Problem details: Your task is to output the data exactly as it stands.

Material to process:

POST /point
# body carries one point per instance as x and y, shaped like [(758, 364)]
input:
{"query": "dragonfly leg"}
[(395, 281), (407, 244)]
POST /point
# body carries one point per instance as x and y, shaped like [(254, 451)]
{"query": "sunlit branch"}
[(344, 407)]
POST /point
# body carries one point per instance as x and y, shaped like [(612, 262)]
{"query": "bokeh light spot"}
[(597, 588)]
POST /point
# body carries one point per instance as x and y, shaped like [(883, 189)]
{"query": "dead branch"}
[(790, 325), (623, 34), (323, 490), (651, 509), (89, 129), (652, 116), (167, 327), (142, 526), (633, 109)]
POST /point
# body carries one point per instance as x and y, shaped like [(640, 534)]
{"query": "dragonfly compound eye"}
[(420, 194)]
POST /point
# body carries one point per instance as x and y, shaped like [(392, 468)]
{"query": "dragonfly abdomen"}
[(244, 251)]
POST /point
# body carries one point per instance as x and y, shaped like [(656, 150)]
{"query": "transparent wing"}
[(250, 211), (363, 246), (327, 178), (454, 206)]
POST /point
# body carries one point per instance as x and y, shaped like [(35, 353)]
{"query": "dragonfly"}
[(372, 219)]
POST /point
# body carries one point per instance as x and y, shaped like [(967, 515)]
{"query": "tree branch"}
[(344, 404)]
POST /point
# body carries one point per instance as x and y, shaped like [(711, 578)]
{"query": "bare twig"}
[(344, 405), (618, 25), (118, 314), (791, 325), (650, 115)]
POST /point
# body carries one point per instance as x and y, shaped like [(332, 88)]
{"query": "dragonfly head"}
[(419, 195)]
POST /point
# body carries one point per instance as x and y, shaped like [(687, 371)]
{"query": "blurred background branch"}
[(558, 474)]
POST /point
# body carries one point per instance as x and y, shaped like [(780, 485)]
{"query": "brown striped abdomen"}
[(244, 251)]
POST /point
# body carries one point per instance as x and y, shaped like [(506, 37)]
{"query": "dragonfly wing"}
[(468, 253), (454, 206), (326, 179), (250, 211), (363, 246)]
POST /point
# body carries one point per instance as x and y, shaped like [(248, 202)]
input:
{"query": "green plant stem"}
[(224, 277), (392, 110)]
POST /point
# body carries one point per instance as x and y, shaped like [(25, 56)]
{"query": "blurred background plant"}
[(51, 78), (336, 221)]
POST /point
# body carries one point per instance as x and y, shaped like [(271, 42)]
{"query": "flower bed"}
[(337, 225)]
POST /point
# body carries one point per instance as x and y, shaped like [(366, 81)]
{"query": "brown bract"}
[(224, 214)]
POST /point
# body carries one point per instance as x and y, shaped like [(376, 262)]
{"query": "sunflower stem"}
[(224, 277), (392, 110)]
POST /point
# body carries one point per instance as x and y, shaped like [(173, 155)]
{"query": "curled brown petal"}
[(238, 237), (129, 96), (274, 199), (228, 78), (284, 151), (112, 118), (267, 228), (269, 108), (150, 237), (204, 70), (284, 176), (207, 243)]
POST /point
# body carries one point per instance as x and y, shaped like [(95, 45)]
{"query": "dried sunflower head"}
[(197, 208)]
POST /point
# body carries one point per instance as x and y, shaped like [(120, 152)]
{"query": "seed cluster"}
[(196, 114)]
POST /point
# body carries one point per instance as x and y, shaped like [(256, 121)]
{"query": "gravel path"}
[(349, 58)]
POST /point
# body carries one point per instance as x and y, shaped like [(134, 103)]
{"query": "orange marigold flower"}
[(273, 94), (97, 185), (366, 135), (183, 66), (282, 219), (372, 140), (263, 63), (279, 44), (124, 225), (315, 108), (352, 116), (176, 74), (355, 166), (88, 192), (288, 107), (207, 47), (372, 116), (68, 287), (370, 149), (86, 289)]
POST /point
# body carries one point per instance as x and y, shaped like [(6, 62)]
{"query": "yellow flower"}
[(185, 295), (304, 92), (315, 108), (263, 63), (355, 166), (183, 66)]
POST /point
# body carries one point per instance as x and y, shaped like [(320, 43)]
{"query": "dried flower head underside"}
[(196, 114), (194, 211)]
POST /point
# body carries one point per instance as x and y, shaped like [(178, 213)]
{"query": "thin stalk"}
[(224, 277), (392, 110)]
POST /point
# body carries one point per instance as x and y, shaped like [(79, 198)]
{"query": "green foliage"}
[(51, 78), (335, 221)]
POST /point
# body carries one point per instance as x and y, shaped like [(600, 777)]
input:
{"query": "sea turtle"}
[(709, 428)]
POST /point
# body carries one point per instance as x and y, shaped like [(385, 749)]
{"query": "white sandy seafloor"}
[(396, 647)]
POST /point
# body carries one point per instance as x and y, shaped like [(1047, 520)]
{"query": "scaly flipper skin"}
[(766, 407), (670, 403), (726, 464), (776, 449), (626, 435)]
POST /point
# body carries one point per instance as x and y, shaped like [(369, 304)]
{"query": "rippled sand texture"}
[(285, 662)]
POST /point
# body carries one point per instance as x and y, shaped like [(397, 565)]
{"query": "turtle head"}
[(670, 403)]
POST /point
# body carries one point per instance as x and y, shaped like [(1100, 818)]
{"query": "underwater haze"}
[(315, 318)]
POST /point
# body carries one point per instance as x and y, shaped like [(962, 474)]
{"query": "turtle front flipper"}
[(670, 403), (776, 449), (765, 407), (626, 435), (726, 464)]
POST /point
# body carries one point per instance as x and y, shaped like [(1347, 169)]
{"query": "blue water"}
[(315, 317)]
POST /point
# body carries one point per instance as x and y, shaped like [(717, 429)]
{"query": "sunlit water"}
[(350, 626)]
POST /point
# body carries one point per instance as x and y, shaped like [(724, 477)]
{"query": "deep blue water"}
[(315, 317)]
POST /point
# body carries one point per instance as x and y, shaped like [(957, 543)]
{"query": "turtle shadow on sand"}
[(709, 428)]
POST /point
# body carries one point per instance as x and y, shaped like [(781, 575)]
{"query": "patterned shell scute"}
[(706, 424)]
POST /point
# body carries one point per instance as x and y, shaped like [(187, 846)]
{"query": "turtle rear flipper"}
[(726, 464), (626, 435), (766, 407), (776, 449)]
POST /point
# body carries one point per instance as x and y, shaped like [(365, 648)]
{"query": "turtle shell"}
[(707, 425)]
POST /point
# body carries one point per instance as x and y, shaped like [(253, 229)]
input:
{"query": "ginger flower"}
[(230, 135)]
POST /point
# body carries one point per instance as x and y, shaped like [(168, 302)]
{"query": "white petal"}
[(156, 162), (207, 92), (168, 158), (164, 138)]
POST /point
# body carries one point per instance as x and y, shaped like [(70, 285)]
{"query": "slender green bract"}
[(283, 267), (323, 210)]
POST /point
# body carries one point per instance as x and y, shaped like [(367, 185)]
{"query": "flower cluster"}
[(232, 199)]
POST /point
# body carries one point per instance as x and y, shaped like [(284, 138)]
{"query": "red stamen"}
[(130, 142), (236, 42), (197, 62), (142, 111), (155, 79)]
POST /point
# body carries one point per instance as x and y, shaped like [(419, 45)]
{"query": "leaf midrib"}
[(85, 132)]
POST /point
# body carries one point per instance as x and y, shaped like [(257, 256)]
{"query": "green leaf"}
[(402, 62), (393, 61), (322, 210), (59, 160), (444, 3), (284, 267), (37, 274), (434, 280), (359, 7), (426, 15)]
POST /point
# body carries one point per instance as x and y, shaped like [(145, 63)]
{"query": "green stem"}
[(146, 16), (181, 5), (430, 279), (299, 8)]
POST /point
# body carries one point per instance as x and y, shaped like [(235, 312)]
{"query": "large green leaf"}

Exercise result:
POST /point
# body carries one point per instance as x and y, shaped like [(758, 364)]
input:
{"query": "dragonfly leg"}
[(395, 281), (407, 244)]
POST /point
# body carries one point per instance as x and y, shaped like [(254, 451)]
{"query": "sunlit branch"}
[(344, 407)]
POST /point
# body carries one point per instance as x and y, shaped like [(612, 262)]
{"query": "bokeh light spot"}
[(597, 588)]
POST /point
# body carries one point per instance as x and y, shaped like [(883, 189)]
{"query": "dead branch"}
[(790, 325), (623, 34), (323, 490), (651, 509), (89, 129), (652, 116), (167, 327), (142, 526), (633, 109)]
POST /point
# body carries one point per instance as x and y, shaped like [(640, 534)]
{"query": "dragonfly compound eye"}
[(420, 194)]
POST /point
# body carries one point per instance as x and y, shaped like [(392, 468)]
{"query": "dragonfly abdomen"}
[(244, 251)]
POST /point
# body carries one point per instance as x and y, shaped like [(656, 150)]
{"query": "transparent wing"}
[(250, 211), (363, 246), (327, 178), (454, 206)]
POST /point
# body carries one point per instance as x and y, shaped like [(35, 353)]
{"query": "dragonfly"}
[(372, 219)]
POST /point
# body carries one point per instance as x and y, shaped like [(967, 515)]
{"query": "tree branch"}
[(344, 404)]
POST /point
# body carries one point per instance as x and y, shaped like [(711, 578)]
{"query": "bare twig"}
[(344, 405), (618, 25), (118, 314), (791, 325), (650, 115)]
POST /point
# body carries one point per instance as x and y, shaped like [(332, 88)]
{"query": "dragonfly head"}
[(419, 195)]
POST /point
# body carries one point per instance as x and y, shaped like [(687, 371)]
{"query": "blurred background branch"}
[(558, 474)]
POST /point
# body carries one point per instance as x and y, shaped like [(780, 485)]
{"query": "brown striped abdomen"}
[(244, 251)]
POST /point
# body carries one point per instance as x and y, shaped like [(506, 37)]
{"query": "dragonfly wing"}
[(468, 253), (454, 206), (326, 179), (250, 211), (363, 246)]
POST /point
# body carries one point per instance as x and y, shaped like [(248, 202)]
input:
{"query": "green plant stem"}
[(224, 277), (392, 110)]
POST /point
# body carries one point per instance as x and y, shaped like [(25, 56)]
{"query": "blurred background plant"}
[(51, 78), (336, 221)]
POST /point
# body carries one point per instance as x and y, shaped like [(271, 42)]
{"query": "flower bed"}
[(337, 225)]
POST /point
# body carries one point per instance as x and y, shaped like [(366, 81)]
{"query": "brown bract"}
[(224, 214)]
POST /point
# body carries one point per instance as x and y, shaped like [(376, 262)]
{"query": "sunflower stem"}
[(224, 277), (392, 110)]
POST /point
# body carries one point per instance as x and y, shaped like [(173, 155)]
{"query": "curled brown petal"}
[(238, 237), (129, 96), (274, 199), (228, 78), (284, 151), (112, 118), (267, 228), (269, 108), (150, 237), (204, 70), (284, 176), (207, 243)]
POST /point
# body carries one point per instance as x and y, shaped like [(95, 45)]
{"query": "dried sunflower head"}
[(197, 208)]
POST /point
# body carries one point per instance as x and y, shaped like [(120, 152)]
{"query": "seed cluster"}
[(196, 114)]
POST /point
# body carries one point per instance as x and y, shaped like [(256, 121)]
{"query": "gravel path"}
[(349, 58)]
POST /point
# body carries one point per instance as x and y, shaped like [(134, 103)]
{"query": "orange marigold flower"}
[(273, 94), (97, 185), (366, 135), (183, 66), (282, 219), (372, 140), (263, 63), (279, 44), (124, 225), (315, 108), (352, 116), (176, 74), (355, 166), (88, 192), (288, 107), (207, 47), (372, 116), (68, 287), (370, 149), (86, 289)]
POST /point
# body carries one point per instance as x and y, shaped like [(6, 62)]
{"query": "yellow flower"}
[(185, 295), (304, 92), (315, 108), (263, 63), (355, 166), (183, 66)]
POST /point
# body carries one point per instance as x and y, shaped like [(320, 43)]
{"query": "dried flower head underside"}
[(196, 114), (194, 211)]
POST /point
# body carries one point per instance as x and y, shaped like [(178, 213)]
{"query": "thin stalk"}
[(224, 277), (392, 110)]
POST /point
# body carries one point per instance as x and y, shaped like [(79, 198)]
{"query": "green foliage"}
[(51, 78), (335, 221)]
POST /point
# body carries one point per instance as x and y, shaped like [(600, 777)]
input:
{"query": "sea turtle"}
[(709, 428)]
POST /point
# body carries one point per instance as x and y, shaped like [(385, 749)]
{"query": "white sandy seafloor"}
[(396, 647)]
POST /point
# body carries one point per instance as x and y, shaped like [(1047, 520)]
{"query": "scaly flipper skin"}
[(766, 407), (670, 403), (726, 464), (776, 449), (626, 435)]
POST /point
# body carries one point per instance as x and y, shaped like [(369, 304)]
{"query": "rippled sand texture"}
[(285, 662)]
POST /point
# body carries one point per instance as x and y, shaped like [(397, 565)]
{"query": "turtle head"}
[(670, 403)]
POST /point
# body carries one point per instance as x and y, shaped like [(1100, 818)]
{"query": "underwater haze"}
[(315, 318)]
POST /point
# body carries one point per instance as x and y, shaped like [(962, 474)]
{"query": "turtle front flipper"}
[(670, 403), (776, 449), (765, 407), (626, 435), (726, 464)]
POST /point
# body carries one point per instance as x and y, shaped like [(1347, 169)]
{"query": "blue water"}
[(315, 317)]
POST /point
# body carries one point per instance as x and y, shaped like [(717, 429)]
{"query": "sunlit water"}
[(350, 626)]
POST /point
# body carries one point per instance as x and y, shaped like [(724, 477)]
{"query": "deep blue water"}
[(315, 317)]
POST /point
# body carries one point per instance as x and y, shaped like [(957, 543)]
{"query": "turtle shadow on sand"}
[(709, 428)]
POST /point
# body carries one point per instance as x and y, shaped like [(781, 575)]
{"query": "patterned shell scute"}
[(706, 424)]
POST /point
# body carries one point per instance as x and y, shaped like [(187, 846)]
{"query": "turtle rear flipper"}
[(726, 464), (626, 435), (766, 407), (776, 449)]
POST /point
# body carries one point per instance as x and y, shaped like [(365, 648)]
{"query": "turtle shell"}
[(707, 425)]
POST /point
# body carries one point per instance as x and y, shaped like [(253, 229)]
input:
{"query": "ginger flower"}
[(230, 135)]
POST /point
# body carries one point per instance as x and y, shaped like [(168, 302)]
{"query": "white petal"}
[(156, 162), (207, 92), (168, 158), (164, 138)]
POST /point
# body carries one point per instance as x and y, shaped like [(70, 285)]
{"query": "slender green bract"}
[(283, 267), (323, 210)]
POST /point
# body carries one point per instance as x and y, shaped like [(367, 185)]
{"query": "flower cluster"}
[(232, 199)]
POST /point
# body carries one point per instance as x and y, shaped like [(284, 138)]
{"query": "red stamen"}
[(130, 142), (236, 42), (197, 62), (142, 111), (155, 79)]
POST /point
# body carries one point per instance as x and y, shaped like [(419, 45)]
{"query": "leaf midrib"}
[(85, 132)]
POST /point
# body carries one point per instance as x and y, shaped like [(257, 256)]
{"query": "green leaf"}
[(402, 62), (393, 61), (322, 210), (59, 160), (444, 3), (284, 267), (37, 274), (434, 280), (359, 7), (426, 15)]
POST /point
# body carries one point per instance as x and y, shaped like [(145, 63)]
{"query": "green stem"}
[(146, 16), (181, 5), (430, 279), (299, 8)]
POST /point
# body carries one point per instance as x and y, shaped like [(235, 312)]
{"query": "large green leaf"}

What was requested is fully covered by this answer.